- **Passage to read**
==*==

How fast is it going to be deployed?
There are a number of big barriers before this will be prevalent. But it's going to come, and it's going to have a profound impact on the scope of business, because eventually they'll be so reliable and good that you'll see more and more specialization.

Do you think that timetable might get delayed because of rivalry and jockeying between vendors?
That's one of the biggest problems we have, that they have different standards and they can't agree. I think that in some sense competition is good. In another sense, the fact that there's no settlement of which standard will dominate will stall the adoption of that technology.

OK. Let me turn the question on its head. Would it be better for Web services if there were just one supplier?
History has shown that monopolies are not good for consumers. Competition is healthy. But that's why you see many industries, which have boards that agree on basic standards. In telecommunications, for example, it's very prevalent to have certain standards agreed to. It will have to happen in Web services.

Still, they have made some headway on protocols like SOAP (Simple Object Access Protocol).
But SOAP is one of the protocols that competes with two others. I'm not smart enough to tell you which one will win. And by the way, it's not necessarily true that the better one will win. We have a lot of proof of that

You've quoted (former General Electric CEO) Jack Welch talking about how e-commerce will change the DNA of his company. Now, you're a professor. Give GE a grade. How well have they done in carrying out that changeover?
I don't need to give GE a grade. I will ask you back and say, you be the judge! As a result of this change in DNA, what percent of the sales are Web-enabled (at GE)? The answer is a very small percent. I always say that I don't want to pass judgment, but let's just look at the results. That was the objective; let's see what was accomplished.

And that drives home the point I wanted to make--that you need to integrate first. All these external activities that are on the edge of the firm and externally will be that much more profitable if, internally, you are first all squared away.

I'm sure that if you made that pitch to Jack Welch when he was still running GE, he would have bought into that--saying, "Yeah, I'm 100 percent behind it."
Yes, but the lesson there is that you put the cart before the horse. He should have focused first on what his successor is facing, that the internal integration of data and streamlining, and with that accomplished, go outside--as opposed to going outside first and then worrying about the inside. Thinking about connectivity and collaboration before thinking about integration and optimization may be something that (CEOs) will have to think about.

The so-called e-commerce revolution has been around since 1997, and the results have been uneven. What's your expectation of when the transformation is complete?
That's hard for me to say. The answer depends on what the starting point is and where the firm is. For some companies, it's a matter of two to three years. For others, it's a longer process. That's why we have to put things in context.

If you don't have an ERP (enterprise resource planning) system, for example, it will take two to two-and-a-half years to put one in, and then a company can think about other things. If you do have an ERP system, and you want to put in a customer relationship management or employee relationship management system, these are all going to be based on your ability to leverage an ERP system. If you don't have this building block, it's like building a roof before building the foundation or the wall.

The pendulum has swung wildly from irrational excess to irrational pessimism. When might it correct and reach a relatively sane midpoint?
To the extent that the economy is beginning to rebound, you will see a certain amount of stabilization. Do I see the economy coming back with the speed and heights that it reached before? No, I don't think so. We've learned a very important lesson about back to basics and back to fundamentals, which will, in the end, bring about more stability.

==*==

- **Dataset extract**
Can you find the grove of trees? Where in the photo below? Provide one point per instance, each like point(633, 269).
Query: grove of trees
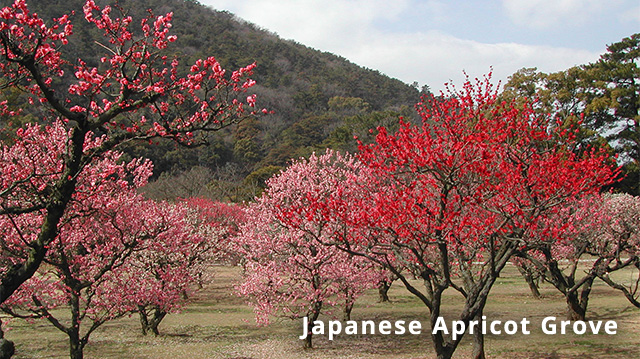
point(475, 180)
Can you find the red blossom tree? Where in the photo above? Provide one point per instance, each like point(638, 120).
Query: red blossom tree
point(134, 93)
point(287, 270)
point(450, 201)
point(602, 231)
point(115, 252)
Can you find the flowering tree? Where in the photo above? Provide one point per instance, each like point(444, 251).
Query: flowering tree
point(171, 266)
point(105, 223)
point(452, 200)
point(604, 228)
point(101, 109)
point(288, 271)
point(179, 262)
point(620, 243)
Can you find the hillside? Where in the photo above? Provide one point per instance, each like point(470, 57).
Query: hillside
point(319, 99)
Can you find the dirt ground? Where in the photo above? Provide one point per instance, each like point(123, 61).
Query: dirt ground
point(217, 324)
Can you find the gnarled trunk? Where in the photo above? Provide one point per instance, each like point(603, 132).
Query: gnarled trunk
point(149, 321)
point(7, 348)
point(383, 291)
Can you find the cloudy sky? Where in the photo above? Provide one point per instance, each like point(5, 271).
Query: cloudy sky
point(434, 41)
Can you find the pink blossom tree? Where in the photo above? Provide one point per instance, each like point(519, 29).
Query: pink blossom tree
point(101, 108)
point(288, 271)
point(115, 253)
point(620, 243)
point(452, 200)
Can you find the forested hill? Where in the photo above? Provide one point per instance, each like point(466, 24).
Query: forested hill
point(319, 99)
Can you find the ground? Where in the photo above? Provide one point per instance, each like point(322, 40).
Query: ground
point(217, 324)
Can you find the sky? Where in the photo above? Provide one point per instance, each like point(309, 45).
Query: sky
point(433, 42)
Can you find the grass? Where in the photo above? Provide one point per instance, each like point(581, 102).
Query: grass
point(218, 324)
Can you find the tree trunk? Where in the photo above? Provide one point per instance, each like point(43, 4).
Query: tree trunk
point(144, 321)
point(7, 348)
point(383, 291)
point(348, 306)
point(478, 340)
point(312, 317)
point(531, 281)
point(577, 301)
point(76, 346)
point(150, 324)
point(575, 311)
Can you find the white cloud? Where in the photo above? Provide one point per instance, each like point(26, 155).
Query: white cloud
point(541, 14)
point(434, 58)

==*==

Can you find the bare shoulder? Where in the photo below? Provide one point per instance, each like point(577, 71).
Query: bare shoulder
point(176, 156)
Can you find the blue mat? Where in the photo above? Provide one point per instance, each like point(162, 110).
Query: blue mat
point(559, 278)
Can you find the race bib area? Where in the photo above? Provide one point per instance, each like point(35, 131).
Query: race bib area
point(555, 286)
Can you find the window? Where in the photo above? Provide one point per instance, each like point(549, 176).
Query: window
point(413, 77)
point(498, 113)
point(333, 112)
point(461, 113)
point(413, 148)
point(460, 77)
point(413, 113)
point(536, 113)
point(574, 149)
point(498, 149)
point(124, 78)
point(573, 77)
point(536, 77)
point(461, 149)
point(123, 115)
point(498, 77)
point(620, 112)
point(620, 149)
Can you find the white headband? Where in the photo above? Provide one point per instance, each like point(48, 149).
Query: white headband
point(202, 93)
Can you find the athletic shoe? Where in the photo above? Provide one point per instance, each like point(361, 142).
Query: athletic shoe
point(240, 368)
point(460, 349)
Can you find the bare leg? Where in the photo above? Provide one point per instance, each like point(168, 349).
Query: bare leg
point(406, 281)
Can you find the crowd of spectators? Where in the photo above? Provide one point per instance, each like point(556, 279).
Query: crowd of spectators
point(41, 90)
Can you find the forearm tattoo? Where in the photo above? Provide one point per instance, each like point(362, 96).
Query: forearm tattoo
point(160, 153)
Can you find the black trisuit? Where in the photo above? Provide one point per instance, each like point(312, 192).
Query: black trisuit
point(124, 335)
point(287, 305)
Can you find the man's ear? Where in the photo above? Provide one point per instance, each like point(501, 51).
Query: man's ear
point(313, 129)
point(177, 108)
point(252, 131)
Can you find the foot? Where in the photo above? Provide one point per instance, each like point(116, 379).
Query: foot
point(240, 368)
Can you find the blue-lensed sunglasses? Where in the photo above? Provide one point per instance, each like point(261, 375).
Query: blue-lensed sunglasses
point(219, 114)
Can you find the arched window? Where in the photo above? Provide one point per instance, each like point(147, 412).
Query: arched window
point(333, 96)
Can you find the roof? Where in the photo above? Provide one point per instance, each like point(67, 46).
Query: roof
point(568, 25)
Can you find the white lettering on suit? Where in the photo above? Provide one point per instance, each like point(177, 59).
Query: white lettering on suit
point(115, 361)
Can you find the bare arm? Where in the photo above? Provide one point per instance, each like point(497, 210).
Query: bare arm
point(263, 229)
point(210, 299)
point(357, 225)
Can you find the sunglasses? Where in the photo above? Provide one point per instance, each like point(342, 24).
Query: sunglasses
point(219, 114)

==*==

- **Exercise goal**
Rewrite the interview from "Still, they have" and going on through "what was accomplished.", swapping every "grade" for "score".

- **Answer to the problem**
Still, they have made some headway on protocols like SOAP (Simple Object Access Protocol).
But SOAP is one of the protocols that competes with two others. I'm not smart enough to tell you which one will win. And by the way, it's not necessarily true that the better one will win. We have a lot of proof of that

You've quoted (former General Electric CEO) Jack Welch talking about how e-commerce will change the DNA of his company. Now, you're a professor. Give GE a score. How well have they done in carrying out that changeover?
I don't need to give GE a score. I will ask you back and say, you be the judge! As a result of this change in DNA, what percent of the sales are Web-enabled (at GE)? The answer is a very small percent. I always say that I don't want to pass judgment, but let's just look at the results. That was the objective; let's see what was accomplished.